◆ **EXCERPT TO READ**
····················
According to Linda Lister in Divafication: The Deification of Modern Female Pop Stars, she has been described as a reigning "Queen of Pop" for her influence over the recording industry during the 1990s, alongside other female artists, including Whitney Houston and Mariah Carey. In a countdown of the "22 Greatest Voices in Music" by Blender Magazine and MTV, she placed ninth (sixth for a female), and she was also placed fourth in Cover Magazines list of "The 100 Outstanding Pop Vocalists". MTV Australia ranked Dion at fourth place in their list of Top 10 music divas. Dion is often compared to Houston and Carey for her vocal style, and to her idol Barbra Streisand for her voice.

She is often praised for her technical virtuosity. Jim Santella of The Buffalo News writes "Like an iron fist in a velvet glove, the power of Celine Dion's voice is cloaked in a silky vibrato that betrays the intensity of her vocal commitment." Jeff Miers, also of The Buffalo News, says of Dion "Her singing voice is absolutely extra-human. She hits notes in full voice, with a controlled vibrato and an incredible conception of pitch, like she's shucking an ear of corn." Stephen Holden of The New York Times states that Dion has "a good-sized arsenal of technical skills. She can deliver tricky melismas, produce expressive vocal catches and sustain long notes without the tiniest wavering of pitch. And as her duets ... have shown, she is a reliable harmony voice." In an interview with Libération, Jean-Jacques Goldman notes that she has "no problem of accuracy or tempo". According to Kent Nagano, she is "a musician who has a good ear, a refinement, and a degree of perfection that is enviable". Charles Alexander of Time states, "[Her] voice glides effortlessly from deep whispers to dead-on high notes, a sweet siren that combines force with grace."
····················
(Records in a dataset)
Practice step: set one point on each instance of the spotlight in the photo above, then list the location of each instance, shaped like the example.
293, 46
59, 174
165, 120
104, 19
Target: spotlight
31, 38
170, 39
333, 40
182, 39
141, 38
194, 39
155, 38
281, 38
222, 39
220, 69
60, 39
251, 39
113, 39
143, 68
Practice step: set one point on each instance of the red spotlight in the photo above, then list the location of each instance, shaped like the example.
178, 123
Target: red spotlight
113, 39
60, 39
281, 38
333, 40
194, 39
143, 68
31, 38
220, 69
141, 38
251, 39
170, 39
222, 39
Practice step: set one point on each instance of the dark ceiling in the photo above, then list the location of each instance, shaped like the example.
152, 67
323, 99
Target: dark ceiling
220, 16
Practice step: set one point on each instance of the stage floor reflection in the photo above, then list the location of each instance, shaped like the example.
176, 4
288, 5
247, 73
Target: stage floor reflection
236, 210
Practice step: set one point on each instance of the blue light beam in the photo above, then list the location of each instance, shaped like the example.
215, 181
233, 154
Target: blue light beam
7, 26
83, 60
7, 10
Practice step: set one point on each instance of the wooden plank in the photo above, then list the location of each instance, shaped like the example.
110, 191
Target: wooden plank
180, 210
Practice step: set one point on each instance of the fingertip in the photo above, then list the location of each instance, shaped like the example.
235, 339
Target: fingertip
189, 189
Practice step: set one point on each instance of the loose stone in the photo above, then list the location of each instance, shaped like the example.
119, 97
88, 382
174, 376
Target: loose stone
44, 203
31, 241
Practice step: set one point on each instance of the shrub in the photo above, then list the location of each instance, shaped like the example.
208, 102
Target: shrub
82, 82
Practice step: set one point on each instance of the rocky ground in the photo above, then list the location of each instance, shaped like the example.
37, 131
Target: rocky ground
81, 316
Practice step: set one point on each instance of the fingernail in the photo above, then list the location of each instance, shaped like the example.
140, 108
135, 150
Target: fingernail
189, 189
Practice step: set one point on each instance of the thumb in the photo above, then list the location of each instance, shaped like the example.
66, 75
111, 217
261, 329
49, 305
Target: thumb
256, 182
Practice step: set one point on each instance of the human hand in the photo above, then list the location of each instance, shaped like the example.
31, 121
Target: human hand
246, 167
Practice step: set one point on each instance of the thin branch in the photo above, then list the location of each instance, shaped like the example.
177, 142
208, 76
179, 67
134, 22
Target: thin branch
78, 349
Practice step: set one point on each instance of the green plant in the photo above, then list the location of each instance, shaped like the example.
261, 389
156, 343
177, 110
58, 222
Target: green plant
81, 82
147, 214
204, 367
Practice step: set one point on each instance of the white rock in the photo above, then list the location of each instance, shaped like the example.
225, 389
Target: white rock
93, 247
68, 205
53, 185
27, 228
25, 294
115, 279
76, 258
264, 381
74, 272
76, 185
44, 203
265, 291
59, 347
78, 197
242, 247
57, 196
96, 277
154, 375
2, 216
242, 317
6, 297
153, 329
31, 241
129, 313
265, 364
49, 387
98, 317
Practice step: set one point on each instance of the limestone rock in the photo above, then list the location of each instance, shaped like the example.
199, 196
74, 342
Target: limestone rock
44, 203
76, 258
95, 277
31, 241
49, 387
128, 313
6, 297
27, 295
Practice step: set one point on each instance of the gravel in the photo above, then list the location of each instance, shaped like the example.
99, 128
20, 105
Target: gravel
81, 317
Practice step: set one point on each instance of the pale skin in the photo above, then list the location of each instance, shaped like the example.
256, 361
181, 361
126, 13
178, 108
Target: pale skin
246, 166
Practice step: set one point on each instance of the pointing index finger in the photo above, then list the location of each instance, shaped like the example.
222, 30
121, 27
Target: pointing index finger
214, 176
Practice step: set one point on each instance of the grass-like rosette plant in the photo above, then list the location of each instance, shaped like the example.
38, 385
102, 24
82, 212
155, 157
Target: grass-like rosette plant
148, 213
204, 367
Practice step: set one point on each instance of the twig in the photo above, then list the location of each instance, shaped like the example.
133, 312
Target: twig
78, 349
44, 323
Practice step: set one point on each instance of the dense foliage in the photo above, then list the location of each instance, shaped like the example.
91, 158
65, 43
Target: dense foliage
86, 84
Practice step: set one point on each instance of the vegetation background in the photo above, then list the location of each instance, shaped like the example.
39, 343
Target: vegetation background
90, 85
····················
◆ **EXPLORE THE MATERIAL**
[1] In the passage about Celine Dion, what place did MTV Australia give her in its list of Top 10 music divas?
[2] List every female artist besides Dion who is named in the passage about Celine Dion.
[3] Extend the passage about Celine Dion from its last sentence.

◆ **ANSWERS TO THE EXERCISES**
[1] Fourth place.

[2] Whitney Houston, Mariah Carey, Barbra Streisand

[3]
In her French repertoire, Dion adorns her vocals with more nuances and expressiveness, with the emotional intensity being "more tender and intimate". Additionally, Luc Plamondon, a French singer-songwriter who has worked closely with Dion claims that there are three chanteuses (stylistically) that she uses: the Québécois, the French, and the American. Her self-titled 1992 album was promoted with the slogan "Remember the name because you'll never forget the voice."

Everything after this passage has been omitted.